» TEXT EXCERPT:
= Beginning of Section =
Take a step back and ask, "Who are we and who do we want to be?"

Be real about who you are today, and acknowledge who you want to be.

Your role as an HR leader

One of Julia's leadership philosophies as an HR leader is not making decisions for her people and their organization. Instead, she makes recommendations based on the surveys she has conducted.

She talks to people and gets input from lots of different sources. She makes recommendations, because it's not about what she wants but what their people want.

HR leaders are advocates for the people. Being an advocate for the people is having a voice for the people and amplifying their voice. If you take the data from the surveys and put it into action, the people feel heard.

People would prefer to take many surveys and have their voice heard, than be told these are the new benefits that we're doing.

If you're an executive leader and you're only thinking about your ideas and thinking that you know all the answers, you're going to fail because you almost never know the answer.

Being a good leader is somebody who knows their strengths, knows the areas that they have no clue about, knows the areas where they know a little and can get by, and is willing to be humble enough to admit it and say, I have no idea what I'm doing.

As a leader, you don't have to make the decisions. Talk to your people, survey extensively and get inputs from them to be able to make recommendations instead.

Decisions vs approvals

Decisions and approvals are two different things. You might make approvals, you might make announcements, but not the decisions.

What's the difference between the two within an organization?

It's making the recommendations to the team, says Julia.

Whether you're doing a global survey on your team or talking on your daily senior leadership team stand up, you're bringing the recommendations, and then decisions are made as a team. Approvals are then done by the CEO or the board. Decisions are not made by one person but by a group of people.

Once the approval is done, you then make the announcement. Announcements are Julia's favorite part. She tries to make them fun. Their monthly Scalers on deck meetings are always a riot.

How does Julia make their announcements fun?

They rebranded their monthly all-hands meeting. They shifted it to a "Scalers on deck" meeting to make it sound more fun.

They've also moved from the traditional one person who is delivering a lot of information, or you're hearing an announcement from every department to now, they change it up every time.

Julia asks each senior leader to think of something that's relevant within their department to share with the team, and then asks them to choose somebody on their team to present it. So they're having the Scalers present to the rest of the Scalers.

Peers learn better from peers, says Julia. You're going to listen way more when it's your friend talking than when it's HR talking.

Incorporating your brand into your meeting is one of the best ways to permeate the brand through everything, because it's not just the all-hands meeting, it's the Scalers on deck meeting.

Focus on opportunities

What does focus on opportunities mean in the context of leadership?

When their CEO does the "focus on opportunity" talk at the beginning of their Scalers on deck meeting, he shares his perspective about what opportunities they need to focus on.

Visibility is an important leadership characteristic. If you're a leader, don't assume that everybody else knows what you know.

Their CEO makes sure that everybody else knows what he knows. He verbally pushes it out into the organization, as opposed to assuming that everybody knows what opportunities they need to focus on.

Important leadership characteristics

What are some of the most important leadership characteristics that Julia looks for in a candidate?

Being supportive is Julia's number one guiding principle. As a leader, you should support your employees as they grow.

Another one is being curious or urgent curiosity as their CEO calls it. You have to be humble enough to know what you don't know and be willing to learn.

Have the interest to learn to get there and not the ego to think you're already there.

Julia's advice to herself

What advice would Julia give her younger self?

She would tell her younger self to just jump on everything in life, to go for it, and to trust herself.
= End of Section =
» WORK ORDER A:
Write out everything in the HR leadership text from "When their CEO" down to "knows what opportunities they need to focus on.".
» WORK ORDER B:
Answer these using the HR leadership text:
(i) What did they rename their monthly all-hands meeting?
(ii) Who handles approvals once the team has made a decision?
(iii) What is Julia's number one guiding principle?
» WORK ORDER C:
Put this sentence from the HR leadership text into Spanish: "Announcements are Julia's favorite part."
You won't need the records for any of this.

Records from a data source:
= Beginning of Section =
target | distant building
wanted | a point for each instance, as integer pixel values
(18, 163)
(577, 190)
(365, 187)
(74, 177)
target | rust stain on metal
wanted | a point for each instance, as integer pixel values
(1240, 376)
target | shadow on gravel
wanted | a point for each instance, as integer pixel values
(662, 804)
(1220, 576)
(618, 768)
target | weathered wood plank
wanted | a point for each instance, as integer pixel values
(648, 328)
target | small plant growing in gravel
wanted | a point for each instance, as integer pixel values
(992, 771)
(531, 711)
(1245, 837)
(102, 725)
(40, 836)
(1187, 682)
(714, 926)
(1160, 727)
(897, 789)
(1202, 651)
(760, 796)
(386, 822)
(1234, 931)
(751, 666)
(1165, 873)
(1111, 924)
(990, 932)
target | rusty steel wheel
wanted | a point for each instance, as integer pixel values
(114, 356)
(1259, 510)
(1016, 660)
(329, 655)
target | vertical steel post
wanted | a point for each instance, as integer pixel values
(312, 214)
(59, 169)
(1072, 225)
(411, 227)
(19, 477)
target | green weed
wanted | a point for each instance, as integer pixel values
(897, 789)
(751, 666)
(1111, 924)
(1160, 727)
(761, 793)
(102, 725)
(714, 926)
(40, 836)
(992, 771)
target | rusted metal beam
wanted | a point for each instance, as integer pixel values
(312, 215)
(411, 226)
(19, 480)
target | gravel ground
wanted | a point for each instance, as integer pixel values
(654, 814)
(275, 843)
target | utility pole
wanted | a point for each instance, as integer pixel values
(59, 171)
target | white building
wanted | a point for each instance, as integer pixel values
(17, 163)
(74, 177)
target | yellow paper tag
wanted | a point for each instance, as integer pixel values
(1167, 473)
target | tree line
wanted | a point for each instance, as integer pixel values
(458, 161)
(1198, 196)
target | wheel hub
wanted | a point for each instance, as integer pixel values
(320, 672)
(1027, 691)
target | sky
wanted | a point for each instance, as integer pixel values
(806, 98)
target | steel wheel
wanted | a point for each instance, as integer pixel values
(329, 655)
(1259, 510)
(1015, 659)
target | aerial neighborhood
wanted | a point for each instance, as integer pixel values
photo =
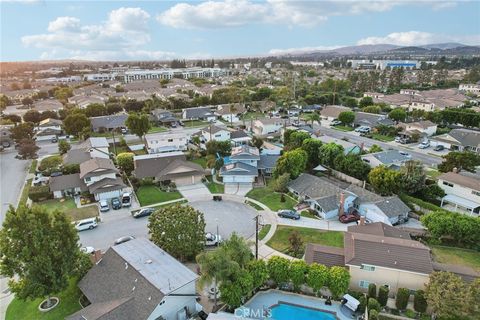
(338, 184)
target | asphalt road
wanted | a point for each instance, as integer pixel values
(416, 153)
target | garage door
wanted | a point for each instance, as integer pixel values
(188, 180)
(108, 195)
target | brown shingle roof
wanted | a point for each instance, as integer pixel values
(329, 256)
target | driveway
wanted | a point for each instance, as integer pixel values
(229, 216)
(194, 191)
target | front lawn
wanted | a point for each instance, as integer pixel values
(343, 128)
(70, 208)
(28, 310)
(458, 256)
(148, 195)
(271, 199)
(279, 241)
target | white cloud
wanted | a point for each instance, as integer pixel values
(119, 37)
(231, 13)
(412, 38)
(301, 50)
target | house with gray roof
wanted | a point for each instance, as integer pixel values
(380, 254)
(108, 123)
(138, 280)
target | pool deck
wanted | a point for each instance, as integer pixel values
(266, 299)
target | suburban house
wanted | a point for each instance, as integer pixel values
(138, 280)
(462, 190)
(88, 149)
(326, 199)
(331, 113)
(459, 140)
(390, 158)
(380, 254)
(371, 120)
(108, 123)
(164, 117)
(100, 177)
(199, 113)
(348, 147)
(421, 128)
(243, 167)
(48, 129)
(263, 127)
(169, 166)
(166, 142)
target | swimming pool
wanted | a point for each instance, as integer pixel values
(284, 311)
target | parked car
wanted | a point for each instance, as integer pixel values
(89, 250)
(143, 212)
(424, 145)
(104, 207)
(212, 239)
(123, 240)
(116, 204)
(126, 200)
(86, 224)
(290, 214)
(351, 217)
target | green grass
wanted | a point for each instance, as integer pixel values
(381, 137)
(263, 232)
(308, 214)
(157, 129)
(271, 199)
(28, 310)
(33, 166)
(148, 195)
(343, 128)
(25, 191)
(279, 241)
(194, 123)
(458, 256)
(69, 207)
(200, 161)
(253, 205)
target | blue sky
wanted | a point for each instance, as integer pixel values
(146, 30)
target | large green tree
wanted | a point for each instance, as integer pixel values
(293, 162)
(179, 230)
(38, 250)
(138, 124)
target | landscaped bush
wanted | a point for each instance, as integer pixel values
(39, 193)
(383, 295)
(402, 298)
(372, 290)
(419, 301)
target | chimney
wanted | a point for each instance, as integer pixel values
(362, 221)
(342, 204)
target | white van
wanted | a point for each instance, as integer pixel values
(126, 200)
(86, 224)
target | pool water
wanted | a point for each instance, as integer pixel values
(288, 312)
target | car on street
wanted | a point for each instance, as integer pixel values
(212, 239)
(123, 240)
(116, 204)
(145, 212)
(104, 207)
(289, 214)
(350, 217)
(424, 145)
(89, 250)
(86, 224)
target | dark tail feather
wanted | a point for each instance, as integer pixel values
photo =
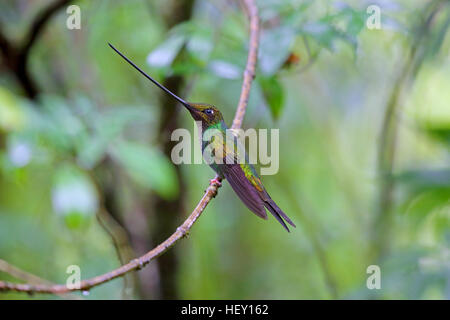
(278, 213)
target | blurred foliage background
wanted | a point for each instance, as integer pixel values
(364, 118)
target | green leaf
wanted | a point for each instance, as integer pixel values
(148, 167)
(11, 115)
(73, 195)
(225, 69)
(275, 48)
(166, 52)
(273, 94)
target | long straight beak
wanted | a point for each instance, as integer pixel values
(186, 104)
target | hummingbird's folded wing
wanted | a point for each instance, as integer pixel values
(244, 189)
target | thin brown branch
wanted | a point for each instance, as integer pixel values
(209, 194)
(17, 273)
(250, 69)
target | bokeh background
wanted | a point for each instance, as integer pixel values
(364, 118)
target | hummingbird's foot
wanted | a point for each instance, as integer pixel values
(216, 182)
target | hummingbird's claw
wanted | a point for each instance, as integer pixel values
(216, 182)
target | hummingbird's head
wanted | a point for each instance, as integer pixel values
(206, 113)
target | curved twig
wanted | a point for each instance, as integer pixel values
(250, 69)
(209, 194)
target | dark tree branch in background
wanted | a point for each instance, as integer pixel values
(39, 24)
(16, 57)
(209, 194)
(389, 131)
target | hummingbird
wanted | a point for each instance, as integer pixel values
(241, 175)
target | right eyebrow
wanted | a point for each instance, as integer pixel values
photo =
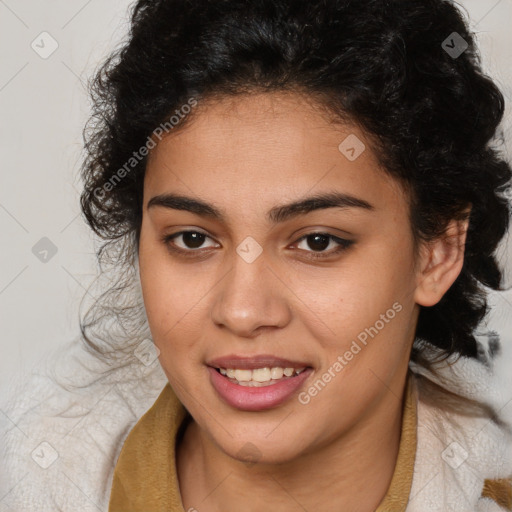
(275, 215)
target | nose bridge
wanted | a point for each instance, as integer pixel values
(247, 296)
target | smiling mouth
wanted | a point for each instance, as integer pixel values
(259, 377)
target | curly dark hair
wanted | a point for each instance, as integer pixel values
(399, 69)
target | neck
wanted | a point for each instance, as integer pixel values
(351, 472)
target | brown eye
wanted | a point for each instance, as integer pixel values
(318, 242)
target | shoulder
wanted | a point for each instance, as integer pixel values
(464, 452)
(59, 444)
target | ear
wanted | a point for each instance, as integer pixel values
(440, 263)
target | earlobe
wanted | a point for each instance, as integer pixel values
(440, 264)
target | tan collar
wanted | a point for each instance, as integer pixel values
(145, 476)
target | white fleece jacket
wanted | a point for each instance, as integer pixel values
(59, 447)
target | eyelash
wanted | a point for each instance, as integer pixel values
(343, 244)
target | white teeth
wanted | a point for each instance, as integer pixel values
(243, 375)
(276, 373)
(259, 376)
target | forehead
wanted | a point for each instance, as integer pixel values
(264, 148)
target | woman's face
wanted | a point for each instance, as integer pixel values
(251, 286)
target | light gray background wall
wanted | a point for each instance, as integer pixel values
(43, 107)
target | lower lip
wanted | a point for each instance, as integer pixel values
(256, 398)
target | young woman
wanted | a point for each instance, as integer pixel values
(309, 197)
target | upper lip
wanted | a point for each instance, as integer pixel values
(253, 362)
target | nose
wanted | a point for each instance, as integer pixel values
(250, 298)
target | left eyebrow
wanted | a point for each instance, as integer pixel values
(275, 215)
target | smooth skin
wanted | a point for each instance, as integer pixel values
(246, 155)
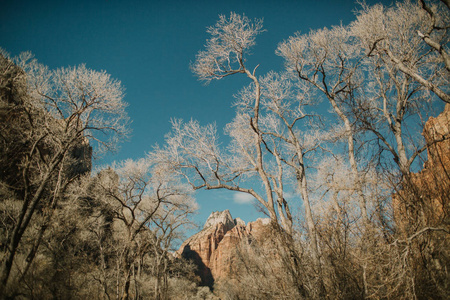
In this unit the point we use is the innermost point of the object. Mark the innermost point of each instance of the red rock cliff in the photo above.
(213, 248)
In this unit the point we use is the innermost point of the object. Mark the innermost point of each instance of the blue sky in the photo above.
(149, 45)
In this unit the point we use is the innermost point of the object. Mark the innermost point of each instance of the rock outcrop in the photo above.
(428, 189)
(213, 249)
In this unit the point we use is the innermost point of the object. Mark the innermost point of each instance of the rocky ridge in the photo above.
(213, 249)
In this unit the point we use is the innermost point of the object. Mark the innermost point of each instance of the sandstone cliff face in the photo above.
(428, 189)
(214, 248)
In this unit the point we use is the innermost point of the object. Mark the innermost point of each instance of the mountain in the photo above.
(214, 248)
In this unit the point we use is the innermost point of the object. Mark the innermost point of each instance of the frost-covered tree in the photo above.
(60, 115)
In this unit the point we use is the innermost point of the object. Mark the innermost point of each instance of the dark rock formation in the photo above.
(213, 249)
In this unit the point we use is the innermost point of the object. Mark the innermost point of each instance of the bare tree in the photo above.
(63, 109)
(149, 206)
(411, 38)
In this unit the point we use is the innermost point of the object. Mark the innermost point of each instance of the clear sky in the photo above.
(148, 46)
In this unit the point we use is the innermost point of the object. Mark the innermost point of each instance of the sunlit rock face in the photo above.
(430, 186)
(213, 249)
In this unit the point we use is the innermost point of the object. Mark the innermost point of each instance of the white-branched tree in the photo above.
(62, 114)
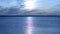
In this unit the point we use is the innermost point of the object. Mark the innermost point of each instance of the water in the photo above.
(29, 25)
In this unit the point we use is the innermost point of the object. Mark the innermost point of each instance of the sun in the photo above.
(29, 4)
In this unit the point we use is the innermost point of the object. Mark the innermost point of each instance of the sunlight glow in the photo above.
(29, 4)
(29, 25)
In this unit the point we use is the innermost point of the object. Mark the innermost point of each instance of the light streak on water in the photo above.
(29, 25)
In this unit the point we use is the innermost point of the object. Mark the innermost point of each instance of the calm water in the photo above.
(29, 25)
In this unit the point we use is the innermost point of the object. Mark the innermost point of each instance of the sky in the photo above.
(46, 5)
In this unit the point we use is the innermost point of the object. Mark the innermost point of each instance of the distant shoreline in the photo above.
(29, 15)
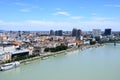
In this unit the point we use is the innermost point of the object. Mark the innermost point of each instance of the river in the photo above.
(102, 63)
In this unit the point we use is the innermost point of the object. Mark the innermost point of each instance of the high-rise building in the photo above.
(79, 33)
(74, 32)
(52, 32)
(96, 32)
(59, 33)
(107, 32)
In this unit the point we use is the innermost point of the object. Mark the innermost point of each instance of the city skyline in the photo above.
(44, 15)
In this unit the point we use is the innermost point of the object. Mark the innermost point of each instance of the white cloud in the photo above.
(94, 14)
(112, 5)
(77, 17)
(47, 25)
(21, 4)
(25, 10)
(62, 13)
(102, 19)
(58, 9)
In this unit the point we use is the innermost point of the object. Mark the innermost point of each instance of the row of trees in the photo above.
(58, 48)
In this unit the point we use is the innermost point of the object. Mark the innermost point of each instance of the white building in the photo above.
(96, 32)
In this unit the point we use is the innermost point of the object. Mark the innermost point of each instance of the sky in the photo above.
(44, 15)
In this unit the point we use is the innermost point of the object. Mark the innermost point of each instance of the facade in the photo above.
(78, 35)
(52, 32)
(74, 32)
(59, 33)
(96, 32)
(107, 32)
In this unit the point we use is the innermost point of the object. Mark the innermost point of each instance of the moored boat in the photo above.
(9, 66)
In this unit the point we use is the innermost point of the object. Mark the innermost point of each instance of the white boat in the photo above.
(9, 66)
(44, 58)
(27, 63)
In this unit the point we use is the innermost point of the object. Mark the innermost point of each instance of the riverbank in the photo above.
(46, 55)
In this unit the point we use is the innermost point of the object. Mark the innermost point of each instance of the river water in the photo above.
(101, 63)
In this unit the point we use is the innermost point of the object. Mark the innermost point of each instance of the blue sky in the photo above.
(59, 14)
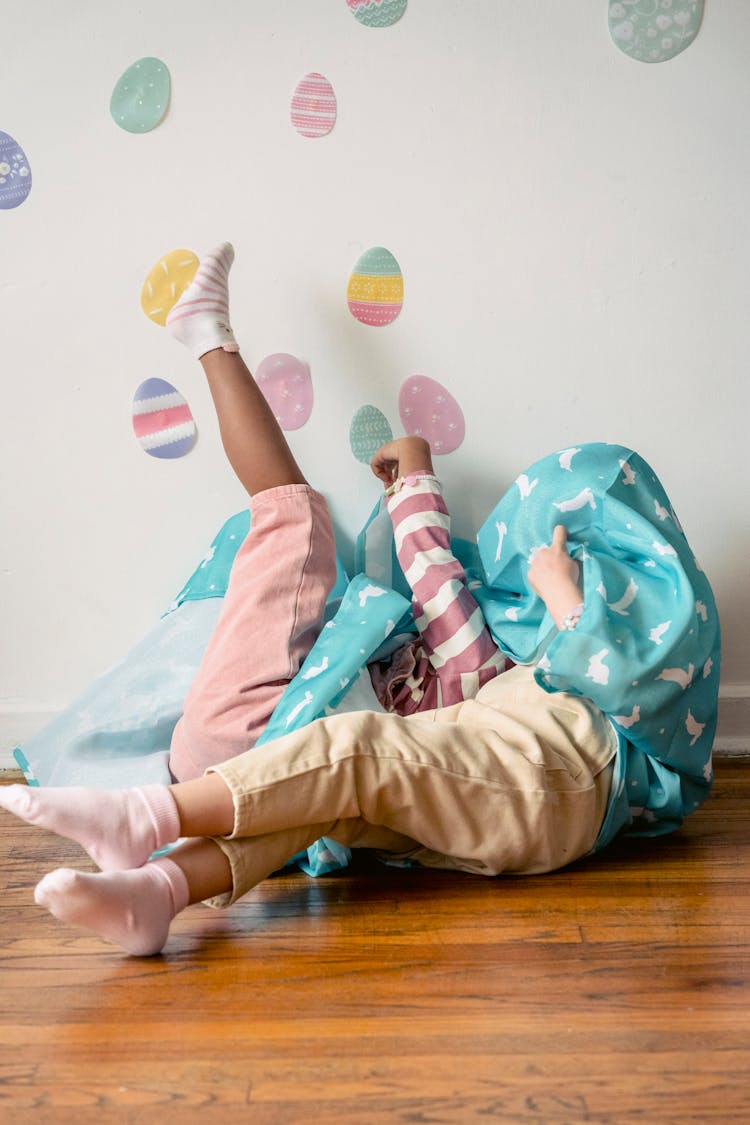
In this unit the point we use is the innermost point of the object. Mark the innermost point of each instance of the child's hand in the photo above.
(553, 575)
(400, 457)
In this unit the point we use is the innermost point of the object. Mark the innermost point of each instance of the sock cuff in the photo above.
(162, 811)
(177, 880)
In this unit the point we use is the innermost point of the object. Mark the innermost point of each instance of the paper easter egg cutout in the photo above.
(314, 106)
(368, 431)
(141, 96)
(377, 12)
(162, 421)
(287, 385)
(430, 411)
(653, 33)
(376, 288)
(165, 282)
(15, 173)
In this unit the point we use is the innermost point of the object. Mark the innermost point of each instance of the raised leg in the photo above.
(276, 602)
(252, 438)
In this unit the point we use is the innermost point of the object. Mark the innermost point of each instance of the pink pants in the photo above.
(271, 615)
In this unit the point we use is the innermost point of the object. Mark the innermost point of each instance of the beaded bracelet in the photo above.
(571, 619)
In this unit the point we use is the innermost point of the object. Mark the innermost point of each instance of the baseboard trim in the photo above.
(732, 738)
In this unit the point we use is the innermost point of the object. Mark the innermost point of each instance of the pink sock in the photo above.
(200, 318)
(134, 909)
(119, 828)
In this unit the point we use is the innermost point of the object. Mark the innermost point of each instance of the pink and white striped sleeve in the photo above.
(452, 628)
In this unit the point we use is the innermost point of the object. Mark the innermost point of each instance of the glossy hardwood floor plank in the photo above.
(615, 991)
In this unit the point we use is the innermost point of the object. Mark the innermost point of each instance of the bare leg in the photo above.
(205, 867)
(205, 806)
(252, 438)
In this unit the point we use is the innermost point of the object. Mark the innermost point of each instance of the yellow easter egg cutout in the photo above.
(165, 284)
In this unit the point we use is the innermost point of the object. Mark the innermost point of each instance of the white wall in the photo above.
(572, 226)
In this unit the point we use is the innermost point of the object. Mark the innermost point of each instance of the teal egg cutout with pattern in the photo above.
(142, 96)
(15, 173)
(368, 431)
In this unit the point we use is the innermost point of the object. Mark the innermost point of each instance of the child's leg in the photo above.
(271, 615)
(252, 438)
(273, 608)
(134, 909)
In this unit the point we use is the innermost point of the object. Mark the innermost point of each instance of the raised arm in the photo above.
(554, 576)
(455, 642)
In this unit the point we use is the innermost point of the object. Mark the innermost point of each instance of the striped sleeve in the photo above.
(452, 629)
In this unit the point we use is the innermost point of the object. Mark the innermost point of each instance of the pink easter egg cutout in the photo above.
(428, 411)
(314, 106)
(288, 388)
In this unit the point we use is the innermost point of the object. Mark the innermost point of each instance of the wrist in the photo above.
(414, 457)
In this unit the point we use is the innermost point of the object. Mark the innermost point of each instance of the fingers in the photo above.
(560, 537)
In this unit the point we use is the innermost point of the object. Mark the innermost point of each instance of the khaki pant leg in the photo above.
(521, 785)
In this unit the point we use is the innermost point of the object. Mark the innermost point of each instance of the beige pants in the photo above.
(515, 780)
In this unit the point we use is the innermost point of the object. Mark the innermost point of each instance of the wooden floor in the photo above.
(616, 991)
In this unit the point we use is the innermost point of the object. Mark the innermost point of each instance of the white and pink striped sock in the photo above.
(200, 318)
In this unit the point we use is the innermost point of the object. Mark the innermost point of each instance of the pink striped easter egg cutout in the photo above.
(314, 106)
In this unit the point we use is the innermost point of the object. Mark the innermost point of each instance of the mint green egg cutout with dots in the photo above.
(368, 431)
(377, 12)
(142, 96)
(653, 30)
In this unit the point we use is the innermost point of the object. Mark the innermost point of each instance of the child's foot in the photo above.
(134, 909)
(200, 318)
(119, 828)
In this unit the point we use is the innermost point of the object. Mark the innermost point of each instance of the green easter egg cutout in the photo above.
(368, 431)
(142, 96)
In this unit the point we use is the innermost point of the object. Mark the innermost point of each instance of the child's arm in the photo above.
(455, 640)
(553, 575)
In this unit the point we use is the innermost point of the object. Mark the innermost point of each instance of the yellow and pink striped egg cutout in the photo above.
(376, 288)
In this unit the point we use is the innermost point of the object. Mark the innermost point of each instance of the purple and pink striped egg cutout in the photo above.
(162, 421)
(314, 106)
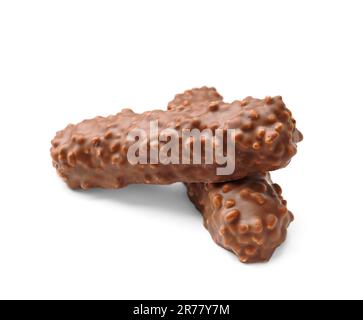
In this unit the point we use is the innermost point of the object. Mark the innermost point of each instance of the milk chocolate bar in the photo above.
(248, 217)
(94, 153)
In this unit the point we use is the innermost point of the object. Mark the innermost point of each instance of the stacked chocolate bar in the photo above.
(190, 142)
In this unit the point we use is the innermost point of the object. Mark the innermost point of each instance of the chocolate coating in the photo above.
(248, 217)
(93, 153)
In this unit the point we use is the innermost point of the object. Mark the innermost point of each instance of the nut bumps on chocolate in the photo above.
(94, 153)
(248, 217)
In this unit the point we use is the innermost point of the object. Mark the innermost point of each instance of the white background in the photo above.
(64, 61)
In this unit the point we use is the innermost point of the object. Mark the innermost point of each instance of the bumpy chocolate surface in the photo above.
(248, 217)
(93, 153)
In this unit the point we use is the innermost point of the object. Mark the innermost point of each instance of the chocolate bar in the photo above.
(248, 217)
(95, 153)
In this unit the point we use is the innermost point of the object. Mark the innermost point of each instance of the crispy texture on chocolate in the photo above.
(93, 153)
(248, 217)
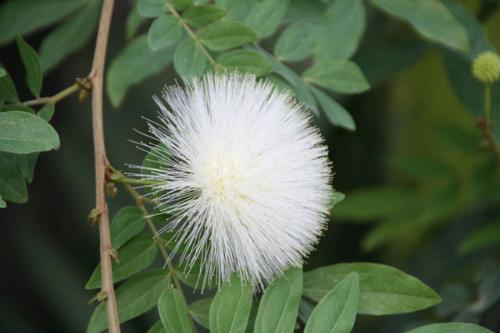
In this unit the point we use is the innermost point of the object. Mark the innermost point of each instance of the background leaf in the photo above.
(338, 75)
(431, 19)
(173, 311)
(450, 328)
(403, 294)
(164, 32)
(23, 133)
(32, 65)
(224, 35)
(245, 61)
(342, 31)
(25, 16)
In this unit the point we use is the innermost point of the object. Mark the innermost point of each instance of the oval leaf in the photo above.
= End of Section =
» EXPECTED OUTPUT A:
When their CEO does the "focus on opportunity" talk at the beginning of their Scalers on deck meeting, he shares his perspective about what opportunities they need to focus on.

Visibility is an important leadership characteristic. If you're a leader, don't assume that everybody else knows what you know.

Their CEO makes sure that everybody else knows what he knows. He verbally pushes it out into the organization, as opposed to assuming that everybody knows what opportunities they need to focus on.

» EXPECTED OUTPUT B:
(i) A "Scalers on deck" meeting.
(ii) The CEO or the board.
(iii) Being supportive.

» EXPECTED OUTPUT C:
Los anuncios son la parte favorita de Julia.